• REQUIREMENT: Please copy the entries from the start through the line containing "[[101, 135]]", changing every "JSON array" to "JSON list" and leaving all else as it is. Give only those lines.

• ENTRIES:
-------------------------

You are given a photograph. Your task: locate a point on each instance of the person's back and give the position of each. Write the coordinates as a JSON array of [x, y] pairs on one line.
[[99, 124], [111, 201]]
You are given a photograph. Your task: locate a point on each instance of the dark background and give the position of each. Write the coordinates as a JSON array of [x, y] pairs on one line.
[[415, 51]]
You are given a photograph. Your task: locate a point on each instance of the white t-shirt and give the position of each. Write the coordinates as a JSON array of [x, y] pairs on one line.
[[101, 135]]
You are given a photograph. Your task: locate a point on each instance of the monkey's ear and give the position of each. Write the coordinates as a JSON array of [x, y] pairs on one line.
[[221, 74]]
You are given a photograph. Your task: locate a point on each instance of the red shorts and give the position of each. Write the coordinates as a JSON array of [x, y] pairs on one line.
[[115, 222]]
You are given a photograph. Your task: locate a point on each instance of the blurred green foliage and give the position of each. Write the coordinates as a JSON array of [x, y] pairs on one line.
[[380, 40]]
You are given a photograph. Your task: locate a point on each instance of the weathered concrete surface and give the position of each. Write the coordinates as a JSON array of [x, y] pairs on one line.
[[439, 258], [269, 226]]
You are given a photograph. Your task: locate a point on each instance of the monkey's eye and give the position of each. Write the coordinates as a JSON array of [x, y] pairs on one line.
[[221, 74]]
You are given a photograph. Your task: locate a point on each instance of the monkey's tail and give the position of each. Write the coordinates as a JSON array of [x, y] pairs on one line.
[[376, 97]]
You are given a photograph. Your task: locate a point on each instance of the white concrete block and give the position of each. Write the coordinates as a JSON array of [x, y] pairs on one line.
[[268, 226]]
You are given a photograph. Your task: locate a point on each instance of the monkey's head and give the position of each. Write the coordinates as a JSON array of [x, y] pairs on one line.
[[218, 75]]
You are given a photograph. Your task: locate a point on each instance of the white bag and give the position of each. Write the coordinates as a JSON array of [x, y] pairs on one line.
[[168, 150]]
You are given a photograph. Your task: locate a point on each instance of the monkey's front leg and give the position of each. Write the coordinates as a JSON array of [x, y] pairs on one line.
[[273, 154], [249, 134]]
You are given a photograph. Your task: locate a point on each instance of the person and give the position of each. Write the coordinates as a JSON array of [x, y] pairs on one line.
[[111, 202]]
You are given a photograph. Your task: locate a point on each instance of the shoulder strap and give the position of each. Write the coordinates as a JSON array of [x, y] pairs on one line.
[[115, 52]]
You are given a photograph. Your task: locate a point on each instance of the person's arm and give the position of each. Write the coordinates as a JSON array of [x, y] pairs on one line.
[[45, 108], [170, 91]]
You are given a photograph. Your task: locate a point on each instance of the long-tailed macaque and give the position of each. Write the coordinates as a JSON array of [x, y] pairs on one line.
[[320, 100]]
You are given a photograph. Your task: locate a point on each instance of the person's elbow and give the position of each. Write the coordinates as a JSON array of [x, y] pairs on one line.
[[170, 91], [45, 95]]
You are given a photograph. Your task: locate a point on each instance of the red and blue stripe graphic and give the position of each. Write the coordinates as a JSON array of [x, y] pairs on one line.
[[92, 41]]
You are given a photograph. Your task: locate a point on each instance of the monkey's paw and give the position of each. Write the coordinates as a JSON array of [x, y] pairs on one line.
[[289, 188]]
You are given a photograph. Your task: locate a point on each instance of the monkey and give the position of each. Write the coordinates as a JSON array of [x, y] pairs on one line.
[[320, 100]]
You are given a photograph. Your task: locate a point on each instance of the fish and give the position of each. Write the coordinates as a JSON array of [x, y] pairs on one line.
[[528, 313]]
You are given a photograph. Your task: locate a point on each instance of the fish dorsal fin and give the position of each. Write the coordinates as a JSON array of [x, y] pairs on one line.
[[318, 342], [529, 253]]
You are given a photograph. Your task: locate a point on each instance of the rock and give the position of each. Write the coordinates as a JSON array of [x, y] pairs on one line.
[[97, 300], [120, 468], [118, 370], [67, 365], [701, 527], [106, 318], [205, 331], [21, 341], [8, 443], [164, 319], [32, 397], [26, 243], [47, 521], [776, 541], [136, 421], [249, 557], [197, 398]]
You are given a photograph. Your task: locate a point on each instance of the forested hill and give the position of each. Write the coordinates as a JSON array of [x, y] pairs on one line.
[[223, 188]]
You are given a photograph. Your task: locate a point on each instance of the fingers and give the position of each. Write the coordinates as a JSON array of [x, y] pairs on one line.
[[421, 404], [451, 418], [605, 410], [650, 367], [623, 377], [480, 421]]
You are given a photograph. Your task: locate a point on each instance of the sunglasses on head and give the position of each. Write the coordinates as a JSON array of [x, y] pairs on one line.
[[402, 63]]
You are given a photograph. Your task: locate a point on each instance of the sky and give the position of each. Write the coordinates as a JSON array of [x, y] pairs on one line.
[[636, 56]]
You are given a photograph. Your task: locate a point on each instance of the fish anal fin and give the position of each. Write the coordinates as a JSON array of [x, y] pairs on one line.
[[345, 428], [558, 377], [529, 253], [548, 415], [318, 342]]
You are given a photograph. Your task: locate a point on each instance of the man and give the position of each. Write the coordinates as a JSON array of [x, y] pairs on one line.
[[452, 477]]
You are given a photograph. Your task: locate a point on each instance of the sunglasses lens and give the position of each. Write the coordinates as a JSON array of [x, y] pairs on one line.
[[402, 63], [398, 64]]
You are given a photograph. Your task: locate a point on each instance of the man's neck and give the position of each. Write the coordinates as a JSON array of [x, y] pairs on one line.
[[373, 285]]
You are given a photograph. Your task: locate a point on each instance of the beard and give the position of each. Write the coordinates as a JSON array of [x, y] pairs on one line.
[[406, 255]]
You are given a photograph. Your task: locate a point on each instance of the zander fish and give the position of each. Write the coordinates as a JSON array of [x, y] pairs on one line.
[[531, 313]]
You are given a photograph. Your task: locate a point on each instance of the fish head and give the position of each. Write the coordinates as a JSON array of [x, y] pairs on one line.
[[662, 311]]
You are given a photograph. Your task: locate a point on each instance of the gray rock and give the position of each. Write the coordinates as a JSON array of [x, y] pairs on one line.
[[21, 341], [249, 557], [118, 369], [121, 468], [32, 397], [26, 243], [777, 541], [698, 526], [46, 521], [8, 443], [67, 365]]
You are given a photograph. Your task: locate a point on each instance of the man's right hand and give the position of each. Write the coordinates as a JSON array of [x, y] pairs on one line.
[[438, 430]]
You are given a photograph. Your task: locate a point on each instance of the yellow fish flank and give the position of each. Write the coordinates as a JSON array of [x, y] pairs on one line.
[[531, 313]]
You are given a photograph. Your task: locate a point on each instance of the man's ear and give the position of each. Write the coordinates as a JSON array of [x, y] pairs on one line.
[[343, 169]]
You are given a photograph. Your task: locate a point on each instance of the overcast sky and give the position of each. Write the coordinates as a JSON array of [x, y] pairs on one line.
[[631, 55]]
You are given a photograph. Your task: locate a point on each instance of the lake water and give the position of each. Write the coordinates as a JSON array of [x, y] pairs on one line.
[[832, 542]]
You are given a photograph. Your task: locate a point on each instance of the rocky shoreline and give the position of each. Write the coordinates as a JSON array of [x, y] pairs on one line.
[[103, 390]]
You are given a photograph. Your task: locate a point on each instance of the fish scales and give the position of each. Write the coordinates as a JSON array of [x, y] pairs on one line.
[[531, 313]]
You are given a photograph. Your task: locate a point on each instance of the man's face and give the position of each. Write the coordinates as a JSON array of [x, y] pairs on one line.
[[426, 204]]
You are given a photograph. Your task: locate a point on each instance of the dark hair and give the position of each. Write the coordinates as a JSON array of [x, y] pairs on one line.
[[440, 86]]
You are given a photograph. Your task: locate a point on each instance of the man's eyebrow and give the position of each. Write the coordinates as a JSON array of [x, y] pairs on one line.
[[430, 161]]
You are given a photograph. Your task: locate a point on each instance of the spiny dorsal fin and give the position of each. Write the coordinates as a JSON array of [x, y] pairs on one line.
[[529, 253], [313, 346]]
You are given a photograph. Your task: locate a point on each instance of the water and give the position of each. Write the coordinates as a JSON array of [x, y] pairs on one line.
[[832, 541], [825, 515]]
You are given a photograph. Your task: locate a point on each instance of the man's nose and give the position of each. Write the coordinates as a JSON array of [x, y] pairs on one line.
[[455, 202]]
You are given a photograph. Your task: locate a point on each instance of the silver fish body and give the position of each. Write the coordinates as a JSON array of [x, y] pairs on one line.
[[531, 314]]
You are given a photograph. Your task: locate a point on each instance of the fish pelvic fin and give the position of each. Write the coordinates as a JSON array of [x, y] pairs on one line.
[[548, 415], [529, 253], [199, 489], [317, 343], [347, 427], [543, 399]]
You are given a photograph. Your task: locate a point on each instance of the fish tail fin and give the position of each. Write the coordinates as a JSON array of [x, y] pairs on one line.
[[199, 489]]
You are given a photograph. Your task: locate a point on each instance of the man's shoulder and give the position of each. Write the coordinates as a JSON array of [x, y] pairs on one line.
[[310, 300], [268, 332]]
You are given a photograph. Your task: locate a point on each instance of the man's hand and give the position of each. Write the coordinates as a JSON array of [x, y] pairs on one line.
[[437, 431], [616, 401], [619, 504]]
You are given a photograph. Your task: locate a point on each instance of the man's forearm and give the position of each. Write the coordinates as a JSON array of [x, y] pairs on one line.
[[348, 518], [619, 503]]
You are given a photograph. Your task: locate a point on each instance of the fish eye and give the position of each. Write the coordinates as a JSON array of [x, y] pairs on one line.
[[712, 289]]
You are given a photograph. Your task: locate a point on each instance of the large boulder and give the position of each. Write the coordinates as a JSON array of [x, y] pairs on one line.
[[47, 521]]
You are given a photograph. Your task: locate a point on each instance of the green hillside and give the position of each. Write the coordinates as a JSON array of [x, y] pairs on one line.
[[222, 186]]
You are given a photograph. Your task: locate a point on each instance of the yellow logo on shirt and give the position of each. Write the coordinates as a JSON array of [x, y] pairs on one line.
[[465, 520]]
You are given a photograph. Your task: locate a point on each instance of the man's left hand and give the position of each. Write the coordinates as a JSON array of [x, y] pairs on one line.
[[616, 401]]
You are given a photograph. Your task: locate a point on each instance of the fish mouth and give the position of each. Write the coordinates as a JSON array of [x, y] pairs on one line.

-------------------------

• EXERCISE ANSWER:
You are given a photograph. Your task: locate a point on each instance of the person's back and give the position of each. Write the coordinates as a JSON list of [x, y] pairs on one line.
[[99, 124], [111, 201]]
You are given a photograph. Your task: locate a point on each instance of the dark background and give the position of each. Write the coordinates as a JSON list of [x, y] pairs on one line.
[[415, 51]]
You are given a photograph. Your task: locate a point on each instance of the white t-shirt and give the position of each. Write the coordinates as a JSON list of [x, y] pairs on one line.
[[101, 135]]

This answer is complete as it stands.